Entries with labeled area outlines
....................
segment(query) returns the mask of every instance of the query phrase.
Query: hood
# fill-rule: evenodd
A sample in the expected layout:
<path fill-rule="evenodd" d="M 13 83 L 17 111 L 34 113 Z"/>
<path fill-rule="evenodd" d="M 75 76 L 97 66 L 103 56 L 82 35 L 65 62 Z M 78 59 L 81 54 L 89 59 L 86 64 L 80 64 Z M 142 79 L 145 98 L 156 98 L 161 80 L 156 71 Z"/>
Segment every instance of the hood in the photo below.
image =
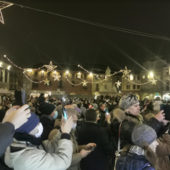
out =
<path fill-rule="evenodd" d="M 14 149 L 17 149 L 16 152 L 11 152 L 11 147 Z M 12 143 L 10 146 L 7 147 L 5 152 L 5 163 L 10 168 L 14 168 L 14 165 L 16 162 L 18 162 L 18 159 L 22 157 L 22 154 L 26 152 L 27 150 L 32 150 L 34 147 L 28 147 L 25 142 L 20 142 L 14 139 L 14 143 Z"/>
<path fill-rule="evenodd" d="M 136 124 L 140 124 L 140 120 L 143 121 L 143 117 L 141 114 L 139 114 L 138 116 L 134 116 L 134 115 L 125 113 L 125 111 L 123 111 L 120 108 L 114 109 L 113 120 L 114 119 L 117 119 L 119 122 L 122 122 L 123 120 L 128 120 Z"/>

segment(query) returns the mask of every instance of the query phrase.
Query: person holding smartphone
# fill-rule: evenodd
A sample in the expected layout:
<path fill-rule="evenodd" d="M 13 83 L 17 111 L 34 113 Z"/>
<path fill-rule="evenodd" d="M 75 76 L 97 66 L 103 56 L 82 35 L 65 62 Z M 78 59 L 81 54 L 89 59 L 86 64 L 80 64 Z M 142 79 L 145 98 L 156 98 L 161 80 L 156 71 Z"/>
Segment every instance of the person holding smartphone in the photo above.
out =
<path fill-rule="evenodd" d="M 73 126 L 70 132 L 71 141 L 73 145 L 73 153 L 72 153 L 72 162 L 71 166 L 67 170 L 79 170 L 80 162 L 91 154 L 93 148 L 96 146 L 95 143 L 88 143 L 85 145 L 78 145 L 75 137 L 75 131 L 77 126 L 78 112 L 75 110 L 73 105 L 65 106 L 63 109 L 63 120 L 62 122 L 67 121 L 70 117 L 73 118 Z M 58 129 L 54 129 L 51 131 L 49 135 L 49 140 L 53 138 L 54 135 L 57 134 L 58 138 L 61 136 L 62 131 Z M 59 141 L 58 141 L 59 142 Z"/>

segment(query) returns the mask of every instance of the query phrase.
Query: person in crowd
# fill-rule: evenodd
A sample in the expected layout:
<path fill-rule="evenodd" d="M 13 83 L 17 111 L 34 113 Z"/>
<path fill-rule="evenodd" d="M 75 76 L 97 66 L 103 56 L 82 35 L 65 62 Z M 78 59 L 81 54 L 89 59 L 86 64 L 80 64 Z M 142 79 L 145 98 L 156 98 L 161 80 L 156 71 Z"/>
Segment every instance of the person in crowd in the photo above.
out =
<path fill-rule="evenodd" d="M 85 114 L 86 122 L 77 131 L 79 145 L 86 145 L 90 142 L 96 144 L 95 148 L 90 149 L 93 152 L 81 161 L 82 170 L 108 170 L 109 160 L 107 156 L 112 156 L 115 153 L 113 144 L 109 141 L 107 134 L 100 124 L 96 123 L 97 119 L 95 110 L 87 110 Z"/>
<path fill-rule="evenodd" d="M 39 107 L 39 111 L 41 112 L 40 122 L 44 127 L 44 131 L 41 135 L 42 140 L 48 139 L 49 133 L 54 128 L 55 119 L 58 116 L 58 112 L 53 104 L 44 103 Z"/>
<path fill-rule="evenodd" d="M 160 111 L 160 109 L 161 109 L 161 104 L 162 104 L 162 102 L 161 102 L 160 97 L 156 97 L 156 99 L 155 99 L 155 101 L 154 101 L 154 103 L 153 103 L 153 106 L 154 106 L 153 110 L 154 110 L 154 111 Z"/>
<path fill-rule="evenodd" d="M 100 120 L 98 121 L 98 123 L 100 123 L 100 125 L 102 127 L 106 126 L 106 121 L 105 121 L 105 104 L 104 103 L 100 103 L 99 104 L 99 115 L 100 115 Z"/>
<path fill-rule="evenodd" d="M 7 146 L 12 143 L 15 130 L 28 121 L 30 110 L 28 105 L 10 108 L 0 123 L 0 156 L 5 152 Z M 27 110 L 26 110 L 27 109 Z"/>
<path fill-rule="evenodd" d="M 66 114 L 68 118 L 72 117 L 74 122 L 72 130 L 70 132 L 71 141 L 73 145 L 72 162 L 71 162 L 71 166 L 67 170 L 79 170 L 80 161 L 85 159 L 85 157 L 91 153 L 91 150 L 89 150 L 88 148 L 95 147 L 96 144 L 86 143 L 87 145 L 86 144 L 81 146 L 77 145 L 74 132 L 76 130 L 78 112 L 74 109 L 74 106 L 72 106 L 72 108 L 71 106 L 69 106 L 69 108 L 68 107 L 66 108 Z M 57 129 L 54 129 L 49 135 L 49 140 L 51 140 L 51 138 L 53 138 L 53 136 L 56 134 L 58 136 L 61 136 L 61 132 Z"/>
<path fill-rule="evenodd" d="M 170 135 L 167 131 L 162 138 L 157 139 L 159 145 L 156 148 L 156 154 L 158 156 L 158 164 L 163 170 L 170 169 Z"/>
<path fill-rule="evenodd" d="M 72 126 L 73 119 L 70 117 L 61 126 L 60 142 L 56 142 L 57 135 L 42 142 L 43 126 L 38 116 L 31 113 L 28 121 L 17 129 L 14 142 L 6 150 L 6 165 L 14 170 L 67 169 L 73 152 L 69 135 Z"/>
<path fill-rule="evenodd" d="M 121 148 L 126 144 L 132 144 L 131 134 L 136 124 L 148 124 L 157 133 L 158 137 L 162 136 L 169 128 L 169 123 L 163 124 L 165 115 L 160 111 L 148 122 L 143 120 L 140 114 L 139 101 L 135 95 L 128 94 L 121 98 L 119 108 L 113 112 L 113 119 L 111 121 L 111 130 L 113 142 L 117 147 L 119 128 L 121 126 Z"/>
<path fill-rule="evenodd" d="M 134 145 L 124 147 L 116 163 L 116 170 L 160 170 L 156 148 L 157 134 L 153 128 L 139 124 L 132 131 Z"/>

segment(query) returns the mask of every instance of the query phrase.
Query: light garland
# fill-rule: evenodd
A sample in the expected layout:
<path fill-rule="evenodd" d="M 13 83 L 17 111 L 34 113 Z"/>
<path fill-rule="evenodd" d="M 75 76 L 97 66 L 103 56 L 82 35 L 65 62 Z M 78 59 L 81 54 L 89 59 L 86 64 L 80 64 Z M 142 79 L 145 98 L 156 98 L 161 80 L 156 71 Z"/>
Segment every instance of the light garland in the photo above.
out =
....................
Repeat the records above line for line, leaving out the pictures.

▶ **Expected answer**
segment(query) returns the mask of every instance of the query phrase.
Query: hood
# fill-rule: evenodd
A sample in the expected layout:
<path fill-rule="evenodd" d="M 13 83 L 17 111 L 34 113 Z"/>
<path fill-rule="evenodd" d="M 75 76 L 97 66 L 103 56 L 82 35 L 65 62 Z M 78 59 L 81 54 L 89 59 L 86 64 L 80 64 Z M 142 79 L 145 98 L 156 98 L 161 80 L 156 71 Z"/>
Segment every instance of the hood in the photo below.
image =
out =
<path fill-rule="evenodd" d="M 14 149 L 17 149 L 16 152 L 11 152 L 11 147 Z M 12 143 L 10 146 L 7 147 L 5 152 L 5 163 L 10 168 L 14 168 L 14 165 L 16 162 L 18 162 L 18 159 L 22 157 L 22 154 L 26 152 L 27 150 L 32 150 L 34 147 L 28 147 L 25 142 L 20 142 L 14 139 L 14 143 Z"/>
<path fill-rule="evenodd" d="M 136 124 L 140 124 L 140 120 L 143 121 L 143 117 L 141 114 L 139 114 L 138 116 L 134 116 L 134 115 L 125 113 L 125 111 L 123 111 L 120 108 L 114 109 L 113 120 L 114 119 L 117 119 L 119 122 L 122 122 L 123 120 L 128 120 Z"/>

segment(query) returns the mask of every instance of the query phrase.
Query: person holding smartphone
# fill-rule: evenodd
A sample in the expected layout:
<path fill-rule="evenodd" d="M 13 83 L 17 111 L 34 113 Z"/>
<path fill-rule="evenodd" d="M 75 76 L 97 66 L 103 56 L 82 35 L 65 62 Z M 78 59 L 81 54 L 89 59 L 86 64 L 80 64 Z M 142 79 L 145 98 L 156 98 L 161 80 L 156 71 Z"/>
Segment every instance of the person holding smartphone in the photo above.
out =
<path fill-rule="evenodd" d="M 73 126 L 70 132 L 71 141 L 73 145 L 73 153 L 72 153 L 72 162 L 71 166 L 67 170 L 79 170 L 80 162 L 91 154 L 93 148 L 96 146 L 95 143 L 88 143 L 85 145 L 78 145 L 75 137 L 75 131 L 77 126 L 78 112 L 75 110 L 73 105 L 65 106 L 63 109 L 63 120 L 62 122 L 67 121 L 70 117 L 73 118 Z M 58 129 L 54 129 L 51 131 L 49 135 L 49 140 L 53 138 L 54 135 L 57 134 L 58 138 L 61 136 L 62 131 Z M 59 141 L 58 141 L 59 142 Z"/>

segment(query) returns the mask of every instance of the query phrase.
Query: person in crowd
# fill-rule: evenodd
A sample in the expected layout:
<path fill-rule="evenodd" d="M 13 83 L 17 111 L 34 113 Z"/>
<path fill-rule="evenodd" d="M 75 76 L 97 66 L 103 56 L 82 35 L 65 62 Z M 78 59 L 81 54 L 89 59 L 86 64 L 80 64 Z M 142 79 L 145 98 L 156 98 L 161 80 L 156 71 Z"/>
Segment every instance of the person in crowd in the photo above.
out =
<path fill-rule="evenodd" d="M 85 114 L 86 122 L 77 131 L 79 145 L 86 145 L 90 142 L 96 144 L 95 148 L 90 149 L 93 152 L 81 161 L 82 170 L 108 170 L 109 160 L 107 156 L 112 156 L 115 153 L 113 144 L 109 141 L 107 134 L 100 124 L 96 123 L 97 119 L 95 110 L 87 110 Z"/>
<path fill-rule="evenodd" d="M 39 107 L 39 111 L 41 112 L 40 122 L 44 127 L 44 131 L 41 135 L 42 140 L 48 139 L 49 133 L 54 128 L 55 119 L 58 116 L 58 112 L 53 104 L 44 103 Z"/>
<path fill-rule="evenodd" d="M 160 111 L 160 109 L 161 109 L 161 104 L 162 104 L 162 102 L 161 102 L 160 97 L 156 97 L 156 99 L 155 99 L 155 101 L 154 101 L 154 103 L 153 103 L 153 106 L 154 106 L 153 110 L 154 110 L 154 111 Z"/>
<path fill-rule="evenodd" d="M 100 120 L 98 121 L 98 123 L 100 123 L 100 125 L 102 127 L 106 126 L 106 121 L 105 121 L 105 104 L 104 103 L 100 103 L 99 104 L 99 115 L 100 115 Z"/>
<path fill-rule="evenodd" d="M 7 146 L 12 143 L 15 130 L 28 121 L 30 110 L 28 105 L 10 108 L 0 123 L 0 156 L 5 152 Z M 27 110 L 26 110 L 27 109 Z"/>
<path fill-rule="evenodd" d="M 66 114 L 68 118 L 72 117 L 74 122 L 72 130 L 70 132 L 71 141 L 73 145 L 72 162 L 71 162 L 71 166 L 67 170 L 79 170 L 80 161 L 85 159 L 85 157 L 91 153 L 91 150 L 89 150 L 88 148 L 95 147 L 96 144 L 86 143 L 87 145 L 86 144 L 81 146 L 77 145 L 74 132 L 76 130 L 78 112 L 74 109 L 74 106 L 72 106 L 72 108 L 71 106 L 69 106 L 69 108 L 68 107 L 66 108 Z M 57 129 L 54 129 L 49 135 L 49 140 L 51 140 L 51 138 L 53 138 L 53 136 L 56 134 L 58 136 L 61 136 L 61 132 Z"/>
<path fill-rule="evenodd" d="M 170 135 L 167 131 L 162 138 L 157 139 L 159 145 L 156 148 L 156 154 L 158 156 L 158 164 L 163 170 L 170 169 Z"/>
<path fill-rule="evenodd" d="M 72 126 L 73 119 L 70 117 L 61 126 L 60 142 L 56 142 L 57 135 L 42 142 L 43 126 L 38 116 L 31 113 L 28 121 L 17 129 L 14 142 L 6 150 L 6 165 L 14 170 L 67 169 L 73 152 L 69 135 Z"/>
<path fill-rule="evenodd" d="M 121 148 L 126 144 L 132 144 L 131 134 L 136 124 L 148 124 L 157 133 L 158 137 L 162 136 L 169 128 L 169 123 L 163 124 L 165 115 L 160 111 L 148 122 L 143 120 L 140 114 L 139 101 L 135 95 L 128 94 L 121 98 L 119 108 L 113 112 L 113 119 L 111 121 L 111 130 L 113 142 L 117 147 L 119 128 L 121 126 Z"/>
<path fill-rule="evenodd" d="M 134 145 L 124 147 L 116 163 L 116 170 L 160 170 L 156 148 L 157 134 L 153 128 L 139 124 L 132 131 Z"/>

segment(query) returns the mask of every instance of the query phrase.
Query: light garland
# fill-rule: evenodd
A sample in the expected layout:
<path fill-rule="evenodd" d="M 13 83 L 17 111 L 34 113 Z"/>
<path fill-rule="evenodd" d="M 75 76 L 97 66 L 103 56 L 82 35 L 65 62 Z M 78 59 L 81 54 L 89 59 L 86 64 L 80 64 Z M 142 79 L 145 98 L 156 98 L 161 80 L 156 71 Z"/>
Segment every instance of the light garland in the photo above.
out =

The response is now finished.